Start

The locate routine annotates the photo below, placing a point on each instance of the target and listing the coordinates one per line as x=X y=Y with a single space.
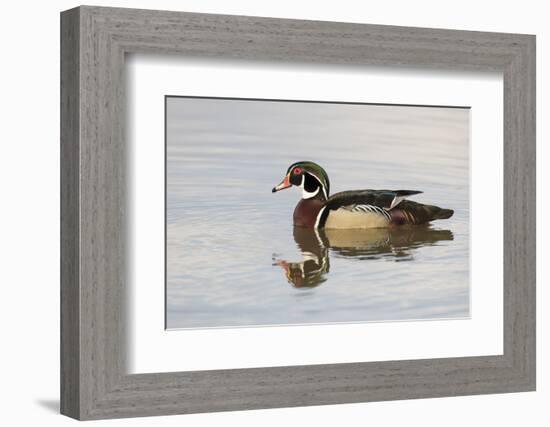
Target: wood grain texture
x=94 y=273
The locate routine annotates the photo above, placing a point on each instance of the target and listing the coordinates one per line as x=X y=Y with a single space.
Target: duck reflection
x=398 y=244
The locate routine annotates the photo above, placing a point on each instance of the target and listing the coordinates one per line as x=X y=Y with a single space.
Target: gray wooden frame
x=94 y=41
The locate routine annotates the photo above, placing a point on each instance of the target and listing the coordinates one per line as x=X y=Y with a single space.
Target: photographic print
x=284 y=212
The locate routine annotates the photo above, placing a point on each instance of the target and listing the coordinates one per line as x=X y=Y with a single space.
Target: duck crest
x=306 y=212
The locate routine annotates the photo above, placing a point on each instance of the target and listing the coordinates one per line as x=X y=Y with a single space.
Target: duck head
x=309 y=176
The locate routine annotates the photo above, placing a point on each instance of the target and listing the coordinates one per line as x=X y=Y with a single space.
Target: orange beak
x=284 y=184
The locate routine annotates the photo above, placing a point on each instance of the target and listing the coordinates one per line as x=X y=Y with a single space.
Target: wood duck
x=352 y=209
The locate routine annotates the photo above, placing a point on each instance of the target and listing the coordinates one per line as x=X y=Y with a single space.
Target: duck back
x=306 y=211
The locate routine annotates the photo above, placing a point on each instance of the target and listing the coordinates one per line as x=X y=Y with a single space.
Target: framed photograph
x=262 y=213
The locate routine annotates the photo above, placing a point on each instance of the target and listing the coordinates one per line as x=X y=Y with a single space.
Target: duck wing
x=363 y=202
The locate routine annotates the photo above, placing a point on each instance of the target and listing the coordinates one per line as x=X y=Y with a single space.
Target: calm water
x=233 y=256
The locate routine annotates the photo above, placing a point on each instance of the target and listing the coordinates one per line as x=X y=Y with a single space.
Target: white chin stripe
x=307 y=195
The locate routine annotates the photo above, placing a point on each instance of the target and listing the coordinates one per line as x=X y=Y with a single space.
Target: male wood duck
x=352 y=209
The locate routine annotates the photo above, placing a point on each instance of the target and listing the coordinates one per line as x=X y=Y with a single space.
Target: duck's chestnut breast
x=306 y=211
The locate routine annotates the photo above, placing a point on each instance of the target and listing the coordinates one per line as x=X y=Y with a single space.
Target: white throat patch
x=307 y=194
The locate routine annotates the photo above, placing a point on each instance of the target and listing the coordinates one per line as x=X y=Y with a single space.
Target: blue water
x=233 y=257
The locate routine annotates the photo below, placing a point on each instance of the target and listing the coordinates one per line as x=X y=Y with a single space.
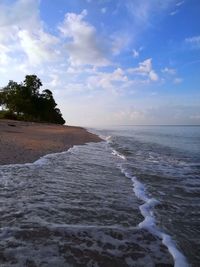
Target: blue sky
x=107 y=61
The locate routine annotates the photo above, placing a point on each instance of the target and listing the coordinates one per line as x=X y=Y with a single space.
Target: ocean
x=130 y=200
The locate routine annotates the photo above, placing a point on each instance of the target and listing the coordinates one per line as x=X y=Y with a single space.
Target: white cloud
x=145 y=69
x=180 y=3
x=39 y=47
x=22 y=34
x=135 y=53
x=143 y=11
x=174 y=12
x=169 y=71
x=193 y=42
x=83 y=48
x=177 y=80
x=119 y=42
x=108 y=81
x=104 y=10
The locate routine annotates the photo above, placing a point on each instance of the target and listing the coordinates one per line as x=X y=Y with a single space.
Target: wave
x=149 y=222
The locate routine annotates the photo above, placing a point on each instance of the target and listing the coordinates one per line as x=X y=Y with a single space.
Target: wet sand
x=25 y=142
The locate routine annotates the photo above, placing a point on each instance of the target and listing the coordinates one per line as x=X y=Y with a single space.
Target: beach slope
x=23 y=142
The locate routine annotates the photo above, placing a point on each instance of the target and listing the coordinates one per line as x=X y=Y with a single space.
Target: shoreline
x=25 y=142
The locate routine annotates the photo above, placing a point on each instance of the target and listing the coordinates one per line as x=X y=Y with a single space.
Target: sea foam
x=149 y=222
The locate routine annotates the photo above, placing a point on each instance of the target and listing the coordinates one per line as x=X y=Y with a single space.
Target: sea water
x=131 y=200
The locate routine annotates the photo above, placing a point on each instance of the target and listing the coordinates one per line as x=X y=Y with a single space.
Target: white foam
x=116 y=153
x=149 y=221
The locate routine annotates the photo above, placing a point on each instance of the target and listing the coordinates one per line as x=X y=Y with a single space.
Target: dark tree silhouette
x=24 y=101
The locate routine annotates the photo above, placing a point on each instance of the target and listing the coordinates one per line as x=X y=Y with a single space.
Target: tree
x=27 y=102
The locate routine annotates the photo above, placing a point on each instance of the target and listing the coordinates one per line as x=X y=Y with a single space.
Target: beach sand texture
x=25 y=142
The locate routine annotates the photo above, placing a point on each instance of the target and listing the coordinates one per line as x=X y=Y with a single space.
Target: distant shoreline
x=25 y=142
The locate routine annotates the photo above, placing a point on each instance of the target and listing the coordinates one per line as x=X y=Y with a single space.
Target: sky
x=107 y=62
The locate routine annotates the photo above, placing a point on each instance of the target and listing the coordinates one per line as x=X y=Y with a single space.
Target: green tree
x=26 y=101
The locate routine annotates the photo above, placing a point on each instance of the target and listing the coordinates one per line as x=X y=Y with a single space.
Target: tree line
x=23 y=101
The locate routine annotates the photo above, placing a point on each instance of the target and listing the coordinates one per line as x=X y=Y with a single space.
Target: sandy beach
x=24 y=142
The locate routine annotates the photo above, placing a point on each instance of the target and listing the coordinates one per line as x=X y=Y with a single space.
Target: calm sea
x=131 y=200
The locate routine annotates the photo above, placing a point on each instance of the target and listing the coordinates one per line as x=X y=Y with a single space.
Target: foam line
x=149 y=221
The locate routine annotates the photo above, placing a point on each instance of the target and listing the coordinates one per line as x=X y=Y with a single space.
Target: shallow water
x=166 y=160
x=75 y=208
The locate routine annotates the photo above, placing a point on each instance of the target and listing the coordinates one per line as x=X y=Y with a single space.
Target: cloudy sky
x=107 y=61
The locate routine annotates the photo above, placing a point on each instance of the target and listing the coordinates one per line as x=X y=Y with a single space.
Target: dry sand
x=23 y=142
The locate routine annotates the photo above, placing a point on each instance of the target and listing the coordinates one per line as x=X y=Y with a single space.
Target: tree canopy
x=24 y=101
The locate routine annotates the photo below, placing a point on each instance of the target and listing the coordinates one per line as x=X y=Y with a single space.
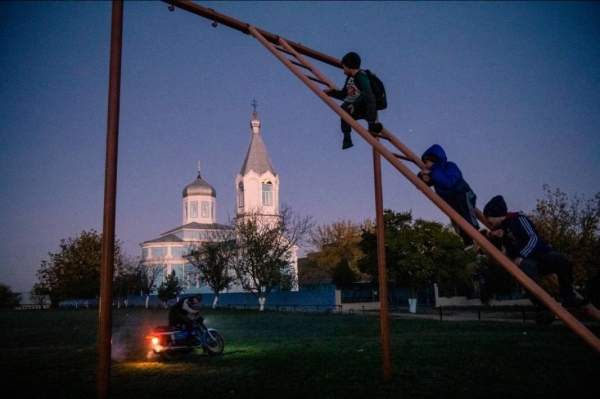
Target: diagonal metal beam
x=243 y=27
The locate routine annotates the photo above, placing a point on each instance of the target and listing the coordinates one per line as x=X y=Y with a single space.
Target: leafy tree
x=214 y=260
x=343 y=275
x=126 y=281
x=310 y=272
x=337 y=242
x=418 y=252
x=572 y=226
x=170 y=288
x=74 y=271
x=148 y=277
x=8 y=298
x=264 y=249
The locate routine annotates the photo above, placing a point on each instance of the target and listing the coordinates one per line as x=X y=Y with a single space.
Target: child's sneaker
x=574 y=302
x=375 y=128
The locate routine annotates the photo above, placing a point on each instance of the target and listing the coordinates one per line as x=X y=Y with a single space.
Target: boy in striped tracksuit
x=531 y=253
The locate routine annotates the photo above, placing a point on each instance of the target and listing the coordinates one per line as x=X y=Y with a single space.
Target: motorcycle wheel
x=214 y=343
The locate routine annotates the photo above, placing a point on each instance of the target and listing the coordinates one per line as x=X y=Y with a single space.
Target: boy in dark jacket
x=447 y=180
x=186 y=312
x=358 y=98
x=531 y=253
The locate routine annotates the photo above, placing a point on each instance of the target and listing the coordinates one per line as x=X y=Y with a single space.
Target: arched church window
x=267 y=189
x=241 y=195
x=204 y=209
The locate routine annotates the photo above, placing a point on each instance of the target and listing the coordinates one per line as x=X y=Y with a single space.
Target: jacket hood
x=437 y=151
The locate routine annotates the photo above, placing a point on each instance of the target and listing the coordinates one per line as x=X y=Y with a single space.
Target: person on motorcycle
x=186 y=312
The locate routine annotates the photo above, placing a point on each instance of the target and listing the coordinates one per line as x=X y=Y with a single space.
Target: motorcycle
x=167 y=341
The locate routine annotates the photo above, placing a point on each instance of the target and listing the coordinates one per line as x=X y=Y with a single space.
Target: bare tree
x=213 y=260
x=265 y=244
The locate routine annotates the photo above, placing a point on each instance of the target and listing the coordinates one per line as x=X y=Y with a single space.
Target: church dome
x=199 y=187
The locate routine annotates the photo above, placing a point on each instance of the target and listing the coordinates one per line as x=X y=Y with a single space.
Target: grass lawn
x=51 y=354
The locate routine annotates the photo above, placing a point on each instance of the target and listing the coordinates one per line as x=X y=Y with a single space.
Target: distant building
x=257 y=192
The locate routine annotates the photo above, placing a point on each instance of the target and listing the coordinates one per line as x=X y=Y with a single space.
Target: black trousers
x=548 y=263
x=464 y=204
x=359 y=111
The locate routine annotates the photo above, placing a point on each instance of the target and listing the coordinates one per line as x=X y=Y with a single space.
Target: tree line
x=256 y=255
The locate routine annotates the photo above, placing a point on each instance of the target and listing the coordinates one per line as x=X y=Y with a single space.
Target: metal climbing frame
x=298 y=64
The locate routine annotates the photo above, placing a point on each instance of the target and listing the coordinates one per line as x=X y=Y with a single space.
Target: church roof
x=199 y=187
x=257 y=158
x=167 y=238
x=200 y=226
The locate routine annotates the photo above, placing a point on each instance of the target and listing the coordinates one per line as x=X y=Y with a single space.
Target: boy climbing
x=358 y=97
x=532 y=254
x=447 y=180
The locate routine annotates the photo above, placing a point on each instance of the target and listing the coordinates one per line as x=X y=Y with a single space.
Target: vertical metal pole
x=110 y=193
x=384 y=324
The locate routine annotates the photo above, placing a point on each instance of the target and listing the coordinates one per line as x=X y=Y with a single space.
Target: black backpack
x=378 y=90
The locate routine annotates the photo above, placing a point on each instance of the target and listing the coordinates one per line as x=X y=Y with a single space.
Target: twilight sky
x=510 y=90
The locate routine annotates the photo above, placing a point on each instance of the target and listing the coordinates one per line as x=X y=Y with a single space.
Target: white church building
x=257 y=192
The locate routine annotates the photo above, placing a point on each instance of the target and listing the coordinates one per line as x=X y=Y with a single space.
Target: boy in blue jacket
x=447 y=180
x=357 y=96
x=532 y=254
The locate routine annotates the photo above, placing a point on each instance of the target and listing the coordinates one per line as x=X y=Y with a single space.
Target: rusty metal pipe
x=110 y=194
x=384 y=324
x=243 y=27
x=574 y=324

End

■ Instruction ■
How many lines above contain the string "beach"? Give only the number.

■ Written response ■
3